CHALLENGE 1: Translate this sentence from the forum post about summing priority values by location into Spanish: "I can't declare the array, because I do not know all of its dimensions before I need to use it."
CHALLENGE 2: In the forum post about summing priority values by location, what error does the poster get when trying aggregate functions in the SQL query?
CHALLENGE 3: Retype the part of the forum post about summing priority values by location that opens with the words containing "Somehow fitting this" and closes with "(i.e., location) alone.".

PASSAGE PROVIDED:
-- Begin --

I have been wracking my brain for days now as to how I can iterate through the results, store a pair of values in a list (or two separate lists tied together somehow) where one value is the sum of all the priority values for each location and the other value is a distinct location value (i.e., as the results are looped through, it will not create another list item with the same location value that has been used before, HOWEVER, it does still need the sum of all of the other priority values from locations that ARE identical). Also, the results need to be ordered by priority in Descending order (hence the problem with using two lists).
EXAMPLE:
EDIT: I forgot, the preserved value should be the value from the row with the highest priority from the sql query.
If I had the following results:
location priority value
--------------------------------------------------------------------------------
page1 1 some text!
page2 3 more text!
page2 4 even more text!
page3 3 text again
page3 1 text
page3 1 still more text!
page4 6 text
If I was able to do what I wanted I would be able to achieve something like this after iteration (and in this order):
location priority value
--------------------------------------------------------------------------------
page2 7 even more text!
page4 6 text
page3 5 text again
page1 1 some text!
I have done research after research after research but absolutely nothing really even gets close to solving this dilemma.
Is what I'm asking too tough for even the powerful C# language?
THINGS I HAVE CONSIDERED:
Looping through the sql results and checking each location for repeats, adding together all priority values as I go, and storing these two plus value in two or three separate lists.
Why I still need help
I can't use a foreach because the logic didn't pan out, and I can't use a for loop because I can't access an IEnumerable (or whatever type it is that stores what's returned from Database.Open.Query() by index. (this makes sense, of course). Also, I need to sort on priority, but can't get one list out of sync with the others.
Using LINQ to select and store what I need
Why I still need help
I don't know LINQ (at all!) mainly because I don't understand lambda expressions (no matter HOW MUCH I read up about it).
Using an instantiated class to store the name/value pairs
Why I still need help
Not only do I expect sorting on this sort of thing to be impossible, and while I do now how to use .cs files in my C#.net webpages with WebMatrix environment, I have mainly only ever used static classes and would also need a little refresher course on constructors and how to set this up appropriately.
Somehow fitting this functionality into the already sizeable and complex SQL query
Why I still need help
While this is probably where I would ideally like this functionality to be, I stress again that this IS NOT AN OPTION. I have tried using aggregate functions, but only get an error saying how not all the other columns come from aggregate functions.
Making another query based on values from the first query's result set
Why I still need help
I can't select distinct results based on only one column (i.e., location) alone.
Assuming I could get the loop logic correct, storing the values in a 3 dimensional array
Why I still need help
I can't declare the array, because I do not know all of its dimensions before I need to use it.

-- End --

PROVIDED RECORDS:
-- Begin --

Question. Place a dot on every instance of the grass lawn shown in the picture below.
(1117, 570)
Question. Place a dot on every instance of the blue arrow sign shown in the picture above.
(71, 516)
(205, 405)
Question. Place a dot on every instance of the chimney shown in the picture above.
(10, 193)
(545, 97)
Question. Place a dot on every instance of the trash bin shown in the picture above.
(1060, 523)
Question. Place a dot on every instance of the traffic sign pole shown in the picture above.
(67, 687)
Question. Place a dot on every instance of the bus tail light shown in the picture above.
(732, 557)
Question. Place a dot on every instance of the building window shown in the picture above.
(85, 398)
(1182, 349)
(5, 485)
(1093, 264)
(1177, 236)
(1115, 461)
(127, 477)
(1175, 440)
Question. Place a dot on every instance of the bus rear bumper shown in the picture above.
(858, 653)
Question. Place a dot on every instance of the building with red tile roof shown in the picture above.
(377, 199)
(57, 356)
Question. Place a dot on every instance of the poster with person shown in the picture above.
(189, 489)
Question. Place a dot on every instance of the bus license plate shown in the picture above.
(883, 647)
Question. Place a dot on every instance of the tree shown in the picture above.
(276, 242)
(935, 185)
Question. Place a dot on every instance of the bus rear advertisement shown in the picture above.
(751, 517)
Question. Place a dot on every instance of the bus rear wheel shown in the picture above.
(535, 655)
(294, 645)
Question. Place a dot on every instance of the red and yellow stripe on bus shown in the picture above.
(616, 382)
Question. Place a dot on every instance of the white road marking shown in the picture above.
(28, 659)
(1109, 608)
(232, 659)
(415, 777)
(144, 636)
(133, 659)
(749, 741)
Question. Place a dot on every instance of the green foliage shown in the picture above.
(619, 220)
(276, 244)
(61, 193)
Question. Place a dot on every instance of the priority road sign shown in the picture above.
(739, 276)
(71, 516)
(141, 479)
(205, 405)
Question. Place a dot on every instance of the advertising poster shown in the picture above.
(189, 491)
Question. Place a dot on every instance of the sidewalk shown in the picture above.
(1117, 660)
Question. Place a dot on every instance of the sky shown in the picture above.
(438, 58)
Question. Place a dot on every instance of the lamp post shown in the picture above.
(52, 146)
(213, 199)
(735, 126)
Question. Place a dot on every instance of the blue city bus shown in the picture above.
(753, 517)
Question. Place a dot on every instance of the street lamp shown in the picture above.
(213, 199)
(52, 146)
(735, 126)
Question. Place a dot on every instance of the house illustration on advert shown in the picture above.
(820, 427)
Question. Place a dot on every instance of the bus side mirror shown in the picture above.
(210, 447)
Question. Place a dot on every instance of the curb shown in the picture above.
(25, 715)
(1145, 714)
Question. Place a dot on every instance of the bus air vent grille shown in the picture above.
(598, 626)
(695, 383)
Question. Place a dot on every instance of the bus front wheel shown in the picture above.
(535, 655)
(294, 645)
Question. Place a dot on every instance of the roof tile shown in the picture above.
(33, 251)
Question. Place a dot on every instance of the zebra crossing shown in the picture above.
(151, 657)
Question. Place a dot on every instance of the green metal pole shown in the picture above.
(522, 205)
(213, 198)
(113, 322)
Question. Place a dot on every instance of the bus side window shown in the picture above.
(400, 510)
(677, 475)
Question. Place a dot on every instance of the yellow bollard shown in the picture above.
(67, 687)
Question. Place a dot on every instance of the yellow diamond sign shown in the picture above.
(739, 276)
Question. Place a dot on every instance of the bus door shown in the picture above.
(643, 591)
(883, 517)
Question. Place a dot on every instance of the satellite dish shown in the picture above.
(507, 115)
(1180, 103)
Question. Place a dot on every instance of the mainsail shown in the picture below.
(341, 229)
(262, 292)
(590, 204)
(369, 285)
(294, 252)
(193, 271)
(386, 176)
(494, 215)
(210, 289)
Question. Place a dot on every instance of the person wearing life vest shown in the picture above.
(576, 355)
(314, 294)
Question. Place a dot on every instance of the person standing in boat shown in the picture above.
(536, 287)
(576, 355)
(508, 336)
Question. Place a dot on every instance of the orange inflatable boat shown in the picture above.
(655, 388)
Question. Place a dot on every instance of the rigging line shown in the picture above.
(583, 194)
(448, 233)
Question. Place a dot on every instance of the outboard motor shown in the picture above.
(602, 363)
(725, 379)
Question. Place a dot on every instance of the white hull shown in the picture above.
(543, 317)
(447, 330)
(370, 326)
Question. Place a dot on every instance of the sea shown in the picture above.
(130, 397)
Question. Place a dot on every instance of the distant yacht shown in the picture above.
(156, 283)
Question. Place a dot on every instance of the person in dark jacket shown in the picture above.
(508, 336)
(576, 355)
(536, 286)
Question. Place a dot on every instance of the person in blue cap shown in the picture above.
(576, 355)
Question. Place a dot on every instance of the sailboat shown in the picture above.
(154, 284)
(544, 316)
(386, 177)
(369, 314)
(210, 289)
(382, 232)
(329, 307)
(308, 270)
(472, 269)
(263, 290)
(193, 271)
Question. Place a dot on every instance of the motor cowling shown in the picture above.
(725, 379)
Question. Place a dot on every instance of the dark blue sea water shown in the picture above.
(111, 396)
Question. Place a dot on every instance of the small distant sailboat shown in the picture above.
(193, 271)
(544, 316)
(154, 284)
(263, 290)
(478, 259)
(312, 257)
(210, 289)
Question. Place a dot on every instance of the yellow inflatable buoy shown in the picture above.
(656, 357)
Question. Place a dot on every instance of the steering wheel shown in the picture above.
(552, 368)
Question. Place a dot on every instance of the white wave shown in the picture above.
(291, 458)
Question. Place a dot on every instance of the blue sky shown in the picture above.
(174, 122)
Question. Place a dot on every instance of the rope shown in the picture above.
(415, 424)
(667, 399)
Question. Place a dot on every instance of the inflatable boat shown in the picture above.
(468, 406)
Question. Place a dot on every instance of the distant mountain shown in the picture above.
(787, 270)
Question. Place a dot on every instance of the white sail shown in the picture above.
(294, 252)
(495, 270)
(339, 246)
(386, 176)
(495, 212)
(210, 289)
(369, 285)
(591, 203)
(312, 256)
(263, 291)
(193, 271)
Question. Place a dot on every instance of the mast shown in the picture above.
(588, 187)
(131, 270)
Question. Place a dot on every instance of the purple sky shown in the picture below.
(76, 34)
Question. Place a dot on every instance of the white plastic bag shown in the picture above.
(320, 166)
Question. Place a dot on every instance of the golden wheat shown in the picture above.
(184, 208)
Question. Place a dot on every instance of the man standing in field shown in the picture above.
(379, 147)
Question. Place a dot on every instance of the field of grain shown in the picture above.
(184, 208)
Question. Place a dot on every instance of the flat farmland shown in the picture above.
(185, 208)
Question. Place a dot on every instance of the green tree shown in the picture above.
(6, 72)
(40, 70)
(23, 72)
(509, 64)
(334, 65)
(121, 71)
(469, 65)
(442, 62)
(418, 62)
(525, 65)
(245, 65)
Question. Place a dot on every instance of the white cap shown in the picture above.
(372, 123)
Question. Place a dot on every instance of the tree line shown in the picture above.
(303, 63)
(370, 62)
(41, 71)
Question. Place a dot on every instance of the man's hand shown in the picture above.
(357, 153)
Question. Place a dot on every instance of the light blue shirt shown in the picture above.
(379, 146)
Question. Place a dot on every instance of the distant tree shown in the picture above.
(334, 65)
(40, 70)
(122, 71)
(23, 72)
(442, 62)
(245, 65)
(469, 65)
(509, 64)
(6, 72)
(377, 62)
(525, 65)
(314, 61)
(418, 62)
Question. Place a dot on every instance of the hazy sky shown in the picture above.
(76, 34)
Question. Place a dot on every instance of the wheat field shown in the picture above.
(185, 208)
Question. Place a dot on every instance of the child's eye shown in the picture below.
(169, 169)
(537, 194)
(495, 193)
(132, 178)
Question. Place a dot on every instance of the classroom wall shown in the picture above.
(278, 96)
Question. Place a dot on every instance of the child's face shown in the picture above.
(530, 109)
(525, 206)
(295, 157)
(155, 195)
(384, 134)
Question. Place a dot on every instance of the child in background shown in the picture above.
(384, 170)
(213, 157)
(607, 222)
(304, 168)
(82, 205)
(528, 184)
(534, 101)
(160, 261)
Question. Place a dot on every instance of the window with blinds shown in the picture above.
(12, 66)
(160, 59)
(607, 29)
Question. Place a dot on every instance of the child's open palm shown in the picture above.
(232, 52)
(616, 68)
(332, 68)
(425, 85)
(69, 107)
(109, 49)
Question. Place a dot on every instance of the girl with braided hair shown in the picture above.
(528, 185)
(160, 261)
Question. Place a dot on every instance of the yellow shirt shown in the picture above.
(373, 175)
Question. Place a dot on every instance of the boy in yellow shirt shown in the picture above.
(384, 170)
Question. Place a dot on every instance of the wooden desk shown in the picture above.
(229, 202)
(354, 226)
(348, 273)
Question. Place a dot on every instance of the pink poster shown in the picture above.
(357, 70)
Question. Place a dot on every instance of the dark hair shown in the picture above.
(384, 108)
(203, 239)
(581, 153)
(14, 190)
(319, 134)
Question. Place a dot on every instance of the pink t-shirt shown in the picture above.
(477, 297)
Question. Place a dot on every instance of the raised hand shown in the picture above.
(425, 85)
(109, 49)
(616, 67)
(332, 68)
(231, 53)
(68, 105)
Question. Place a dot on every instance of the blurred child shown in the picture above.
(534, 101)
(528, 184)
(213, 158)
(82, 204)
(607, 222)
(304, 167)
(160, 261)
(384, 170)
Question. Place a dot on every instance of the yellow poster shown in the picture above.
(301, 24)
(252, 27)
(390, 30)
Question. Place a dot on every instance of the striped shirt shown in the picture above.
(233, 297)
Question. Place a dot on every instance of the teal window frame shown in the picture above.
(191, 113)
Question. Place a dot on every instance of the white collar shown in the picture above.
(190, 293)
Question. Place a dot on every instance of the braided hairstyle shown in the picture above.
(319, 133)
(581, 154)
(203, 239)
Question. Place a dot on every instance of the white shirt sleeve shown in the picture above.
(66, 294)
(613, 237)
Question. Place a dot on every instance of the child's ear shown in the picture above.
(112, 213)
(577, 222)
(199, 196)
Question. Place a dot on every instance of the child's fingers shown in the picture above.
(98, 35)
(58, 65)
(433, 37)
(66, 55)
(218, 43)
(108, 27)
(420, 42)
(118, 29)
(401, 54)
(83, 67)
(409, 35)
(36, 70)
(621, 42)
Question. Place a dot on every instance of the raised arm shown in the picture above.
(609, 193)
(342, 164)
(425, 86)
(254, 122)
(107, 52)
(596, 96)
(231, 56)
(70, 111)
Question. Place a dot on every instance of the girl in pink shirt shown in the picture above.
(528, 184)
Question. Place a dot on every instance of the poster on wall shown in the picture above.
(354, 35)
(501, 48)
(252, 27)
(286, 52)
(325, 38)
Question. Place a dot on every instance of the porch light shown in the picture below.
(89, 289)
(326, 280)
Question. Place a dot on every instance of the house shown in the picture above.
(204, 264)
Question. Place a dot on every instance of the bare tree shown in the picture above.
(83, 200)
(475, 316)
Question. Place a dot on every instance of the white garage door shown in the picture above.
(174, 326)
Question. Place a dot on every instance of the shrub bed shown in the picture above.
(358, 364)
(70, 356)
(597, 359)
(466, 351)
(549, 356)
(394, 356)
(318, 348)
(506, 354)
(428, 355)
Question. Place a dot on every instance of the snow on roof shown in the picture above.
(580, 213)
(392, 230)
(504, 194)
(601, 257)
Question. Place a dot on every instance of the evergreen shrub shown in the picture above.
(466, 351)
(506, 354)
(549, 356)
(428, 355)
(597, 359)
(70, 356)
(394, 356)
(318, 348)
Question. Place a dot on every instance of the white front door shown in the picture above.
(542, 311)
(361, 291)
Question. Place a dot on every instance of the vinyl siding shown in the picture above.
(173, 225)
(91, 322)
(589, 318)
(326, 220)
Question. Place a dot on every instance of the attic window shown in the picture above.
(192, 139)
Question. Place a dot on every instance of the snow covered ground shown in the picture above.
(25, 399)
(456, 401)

-- End --

TASK SOLUTION 1: No puedo declarar el arreglo, porque no conozco todas sus dimensiones antes de necesitar usarlo.

TASK SOLUTION 2: An error saying that not all the other columns come from aggregate functions.

TASK SOLUTION 3:
Somehow fitting this functionality into the already sizeable and complex SQL query
Why I still need help
While this is probably where I would ideally like this functionality to be, I stress again that this IS NOT AN OPTION. I have tried using aggregate functions, but only get an error saying how not all the other columns come from aggregate functions.
Making another query based on values from the first query's result set
Why I still need help
I can't select distinct results based on only one column (i.e., location) alone.